**WORK TO BE COMPLETED:**
Your output must match the data word for word, with every line included.

++++ MATERIAL FOR THIS EXERCISE ++++

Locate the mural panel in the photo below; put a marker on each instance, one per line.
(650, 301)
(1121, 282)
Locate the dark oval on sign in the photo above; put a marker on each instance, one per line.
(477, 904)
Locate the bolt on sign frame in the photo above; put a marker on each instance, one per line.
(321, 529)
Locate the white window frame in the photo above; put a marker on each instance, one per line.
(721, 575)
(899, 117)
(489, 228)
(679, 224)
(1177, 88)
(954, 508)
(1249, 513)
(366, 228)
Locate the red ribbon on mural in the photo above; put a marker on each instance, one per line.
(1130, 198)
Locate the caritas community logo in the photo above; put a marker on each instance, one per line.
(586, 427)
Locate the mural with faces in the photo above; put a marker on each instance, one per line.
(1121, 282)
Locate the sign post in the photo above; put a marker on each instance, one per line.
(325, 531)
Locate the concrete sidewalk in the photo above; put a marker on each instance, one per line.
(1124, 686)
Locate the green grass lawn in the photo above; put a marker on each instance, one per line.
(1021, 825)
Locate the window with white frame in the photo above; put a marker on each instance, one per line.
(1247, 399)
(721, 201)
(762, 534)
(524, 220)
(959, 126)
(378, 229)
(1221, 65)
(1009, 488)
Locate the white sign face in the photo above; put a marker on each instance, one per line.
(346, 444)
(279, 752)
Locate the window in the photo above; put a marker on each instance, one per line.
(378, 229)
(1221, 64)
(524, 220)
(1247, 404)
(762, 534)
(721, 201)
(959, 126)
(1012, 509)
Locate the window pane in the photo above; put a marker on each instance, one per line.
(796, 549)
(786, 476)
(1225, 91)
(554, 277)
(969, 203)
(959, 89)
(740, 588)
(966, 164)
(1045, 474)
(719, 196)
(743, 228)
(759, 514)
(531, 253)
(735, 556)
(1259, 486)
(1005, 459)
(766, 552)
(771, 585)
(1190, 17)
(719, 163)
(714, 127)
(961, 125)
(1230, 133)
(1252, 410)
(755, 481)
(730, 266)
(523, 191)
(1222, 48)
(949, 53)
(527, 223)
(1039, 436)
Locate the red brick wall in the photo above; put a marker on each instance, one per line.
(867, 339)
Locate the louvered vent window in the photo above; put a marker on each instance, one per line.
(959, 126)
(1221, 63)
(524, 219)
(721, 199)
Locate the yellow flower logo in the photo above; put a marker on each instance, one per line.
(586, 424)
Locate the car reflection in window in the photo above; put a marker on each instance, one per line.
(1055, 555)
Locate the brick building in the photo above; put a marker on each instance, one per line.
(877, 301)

++++

**SOLVED EXERCISE:**
Locate the mural panel in the photo below; put a marker on each instance, one per line.
(650, 301)
(1121, 282)
Locate the dark oval on sign in the photo above; put a marker on each instance, one per line.
(477, 904)
Locate the bolt on sign frame in the photo above; put a marker on each instance, one per line.
(321, 529)
Locate the white window frame in the photo above; put a marker on each instance, one per line.
(721, 575)
(899, 117)
(489, 228)
(679, 224)
(1177, 88)
(954, 508)
(1249, 513)
(366, 228)
Locate the red ribbon on mural in the photo above; put a marker on each instance, one per line.
(1130, 198)
Locate the caritas community logo in the photo above; put a marker on each instance, one per line.
(586, 427)
Locate the mural with faces in the photo above; put a marker on each instance, one per line.
(1121, 282)
Locate the sign post in the photo above; put a marker on each instance, one per line.
(325, 531)
Locate the concrete sidewalk in the photo above; put a marker on each instance, one per line.
(1124, 686)
Locate the green grass lawn in the photo above; put a marker on each instance, one per line.
(1021, 825)
Locate the window with white frame in the photo above; put a marker on each instance, one per line.
(1247, 399)
(721, 201)
(762, 534)
(524, 220)
(959, 126)
(378, 229)
(1221, 65)
(1009, 488)
Locate the white sign face in the photo above; put a marker on each instance, one per line.
(346, 444)
(279, 752)
Locate the window in the photo above; put a marker on each instance, one per line.
(378, 229)
(1221, 64)
(524, 220)
(1247, 404)
(762, 534)
(721, 201)
(959, 126)
(1012, 509)
Locate the window pane in the photo above; put a marker on each instance, one per line.
(796, 549)
(786, 476)
(1225, 91)
(554, 277)
(969, 203)
(959, 89)
(740, 588)
(966, 164)
(1045, 474)
(719, 196)
(743, 228)
(759, 514)
(531, 253)
(735, 556)
(1259, 486)
(1005, 459)
(766, 552)
(771, 585)
(1190, 17)
(719, 163)
(714, 127)
(961, 125)
(1230, 133)
(1252, 410)
(755, 481)
(730, 266)
(523, 191)
(1222, 48)
(949, 53)
(527, 223)
(1039, 436)
Locate the red brick wall in the photo above; put a marker on each instance, one per line.
(867, 339)
Locate the louvered vent window in the photo above; put a marker on each instance, one per line.
(959, 126)
(1221, 63)
(524, 219)
(721, 199)
Locate the yellow flower logo in the photo above; put a marker on each instance, one per line.
(586, 424)
Locate the car reflection in window in the photo above; put a marker on each instance, one per line.
(1055, 555)
Locate the brick building in the photo above; put a marker on each instance, one per line.
(877, 301)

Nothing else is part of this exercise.